WHAT IS BEING ASKED: Given the entries that follow, write out exactly the lines starting at the one containing "Query: exposed shoreline" and ending at the one containing "The service SHOULD place a point on the shallow", both ends included, and only those.

Image-grounded pointing data
══════════════════════════════

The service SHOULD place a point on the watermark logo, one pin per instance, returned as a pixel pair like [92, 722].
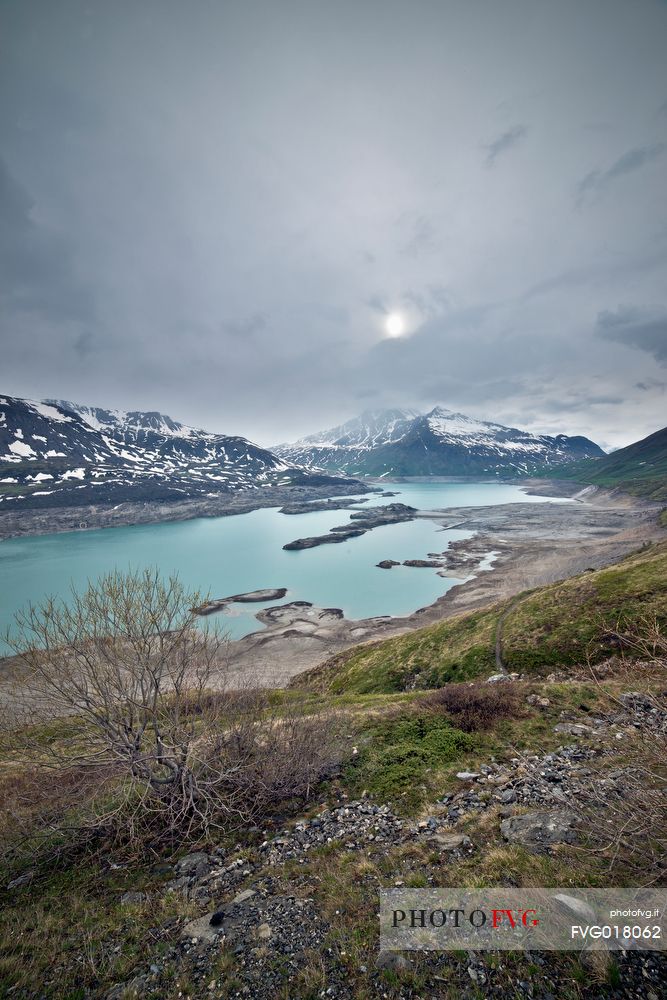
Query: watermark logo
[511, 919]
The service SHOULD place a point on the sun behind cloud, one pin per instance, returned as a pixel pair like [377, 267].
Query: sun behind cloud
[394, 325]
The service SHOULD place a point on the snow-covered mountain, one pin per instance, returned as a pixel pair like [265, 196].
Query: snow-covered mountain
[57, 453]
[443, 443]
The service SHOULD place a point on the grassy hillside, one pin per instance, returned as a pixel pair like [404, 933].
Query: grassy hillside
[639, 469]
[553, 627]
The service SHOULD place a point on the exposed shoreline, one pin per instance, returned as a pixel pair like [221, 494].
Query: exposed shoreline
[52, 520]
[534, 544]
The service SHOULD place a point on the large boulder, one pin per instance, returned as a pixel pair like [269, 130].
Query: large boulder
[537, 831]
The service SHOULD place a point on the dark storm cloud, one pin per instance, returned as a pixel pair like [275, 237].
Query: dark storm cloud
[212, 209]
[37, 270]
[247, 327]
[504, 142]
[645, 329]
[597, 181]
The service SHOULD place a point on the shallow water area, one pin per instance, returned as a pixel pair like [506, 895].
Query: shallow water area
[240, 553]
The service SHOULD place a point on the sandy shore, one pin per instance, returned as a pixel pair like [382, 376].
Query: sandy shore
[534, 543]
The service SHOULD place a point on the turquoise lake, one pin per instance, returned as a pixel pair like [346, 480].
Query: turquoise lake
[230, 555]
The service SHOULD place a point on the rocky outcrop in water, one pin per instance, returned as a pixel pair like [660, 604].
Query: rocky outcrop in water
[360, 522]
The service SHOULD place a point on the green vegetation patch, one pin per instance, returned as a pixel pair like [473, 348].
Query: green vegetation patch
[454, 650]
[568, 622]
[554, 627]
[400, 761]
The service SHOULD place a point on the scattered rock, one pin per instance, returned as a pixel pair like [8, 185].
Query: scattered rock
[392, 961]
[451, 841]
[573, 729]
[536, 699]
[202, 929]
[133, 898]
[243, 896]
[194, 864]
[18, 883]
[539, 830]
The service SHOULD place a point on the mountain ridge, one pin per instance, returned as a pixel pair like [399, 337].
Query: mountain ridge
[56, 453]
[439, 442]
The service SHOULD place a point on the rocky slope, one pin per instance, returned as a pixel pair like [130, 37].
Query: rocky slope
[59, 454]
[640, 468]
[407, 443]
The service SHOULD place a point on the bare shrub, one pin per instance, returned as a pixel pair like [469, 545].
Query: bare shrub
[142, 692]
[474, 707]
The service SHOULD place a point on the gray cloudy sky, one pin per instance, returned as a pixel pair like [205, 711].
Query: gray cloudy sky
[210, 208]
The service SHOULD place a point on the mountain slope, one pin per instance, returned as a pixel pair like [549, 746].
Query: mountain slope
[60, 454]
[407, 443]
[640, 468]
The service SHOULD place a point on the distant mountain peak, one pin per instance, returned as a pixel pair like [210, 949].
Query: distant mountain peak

══════════════════════════════

EXERCISE ANSWER:
Query: exposed shoreline
[52, 520]
[534, 544]
The service SHOULD place a point on the large boulder, one pin per instance, returned as a pixel pair like [269, 130].
Query: large boulder
[537, 831]
The service SHOULD place a point on the dark storm cloud, one pin per instance, returned as a pixel pair like [275, 237].
Query: dark storm cloud
[212, 209]
[37, 270]
[247, 327]
[504, 142]
[645, 329]
[597, 181]
The service SHOULD place a point on the shallow water area, one pin per instance, returned as a pixel pair like [506, 895].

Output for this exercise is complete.